Write out again, without any change, the lines of the material below from the line with "owl beak, one point per instance." through the line with "279], [256, 270]]", including both of those lines.

Raw data start

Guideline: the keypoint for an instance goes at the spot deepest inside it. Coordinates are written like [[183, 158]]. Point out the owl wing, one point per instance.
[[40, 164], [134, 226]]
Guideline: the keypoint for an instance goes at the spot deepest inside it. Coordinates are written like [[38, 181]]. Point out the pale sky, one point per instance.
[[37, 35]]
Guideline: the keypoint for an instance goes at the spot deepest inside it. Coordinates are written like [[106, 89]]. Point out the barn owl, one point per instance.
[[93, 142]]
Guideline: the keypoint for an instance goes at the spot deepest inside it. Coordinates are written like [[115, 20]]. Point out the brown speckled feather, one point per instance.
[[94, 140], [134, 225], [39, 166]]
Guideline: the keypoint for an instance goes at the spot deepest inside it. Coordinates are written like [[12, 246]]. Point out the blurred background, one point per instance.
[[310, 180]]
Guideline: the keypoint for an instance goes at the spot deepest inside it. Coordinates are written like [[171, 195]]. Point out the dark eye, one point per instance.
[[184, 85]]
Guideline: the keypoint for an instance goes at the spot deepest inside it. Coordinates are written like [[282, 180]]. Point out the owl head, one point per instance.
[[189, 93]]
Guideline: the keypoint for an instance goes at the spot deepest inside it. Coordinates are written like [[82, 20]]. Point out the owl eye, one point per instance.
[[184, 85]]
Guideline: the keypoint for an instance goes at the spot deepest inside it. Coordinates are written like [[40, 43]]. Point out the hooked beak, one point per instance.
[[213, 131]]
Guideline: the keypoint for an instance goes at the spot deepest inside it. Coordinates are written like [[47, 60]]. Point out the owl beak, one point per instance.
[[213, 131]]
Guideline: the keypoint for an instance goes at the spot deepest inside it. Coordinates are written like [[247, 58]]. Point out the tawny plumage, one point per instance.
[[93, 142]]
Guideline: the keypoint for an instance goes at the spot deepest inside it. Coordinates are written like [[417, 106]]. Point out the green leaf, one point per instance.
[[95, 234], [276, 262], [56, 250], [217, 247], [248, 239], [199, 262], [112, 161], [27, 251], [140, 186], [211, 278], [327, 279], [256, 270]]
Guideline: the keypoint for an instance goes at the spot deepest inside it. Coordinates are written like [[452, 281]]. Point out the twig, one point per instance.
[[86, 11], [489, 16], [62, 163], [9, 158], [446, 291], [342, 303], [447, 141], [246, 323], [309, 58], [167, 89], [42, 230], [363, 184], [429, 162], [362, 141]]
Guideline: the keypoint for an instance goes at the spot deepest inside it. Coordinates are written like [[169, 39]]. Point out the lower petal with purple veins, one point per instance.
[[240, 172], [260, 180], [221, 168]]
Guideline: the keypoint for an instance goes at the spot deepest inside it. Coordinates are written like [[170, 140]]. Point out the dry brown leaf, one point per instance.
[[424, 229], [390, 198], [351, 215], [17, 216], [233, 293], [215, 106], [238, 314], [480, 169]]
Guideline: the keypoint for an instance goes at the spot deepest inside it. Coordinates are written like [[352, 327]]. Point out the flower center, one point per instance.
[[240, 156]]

Raw data end

■ Full solution
Guideline: the keypoint for an instance goes at the spot deepest inside it. Coordinates are written like [[47, 60]]. Point out the owl beak, one point per instance.
[[213, 131]]
Guideline: the keypoint for an instance goes at the spot deepest inside it. Coordinates are written like [[247, 58]]. Point out the tawny plumage, one point per instance.
[[93, 142]]
Guideline: the keypoint for an instance goes at the spot deepest inside it. Coordinates are written like [[417, 106]]. Point out the green leaf, one point per instance.
[[95, 234], [276, 262], [56, 250], [217, 247], [248, 239], [199, 262], [112, 161], [27, 251], [140, 186], [211, 278], [327, 279], [256, 270]]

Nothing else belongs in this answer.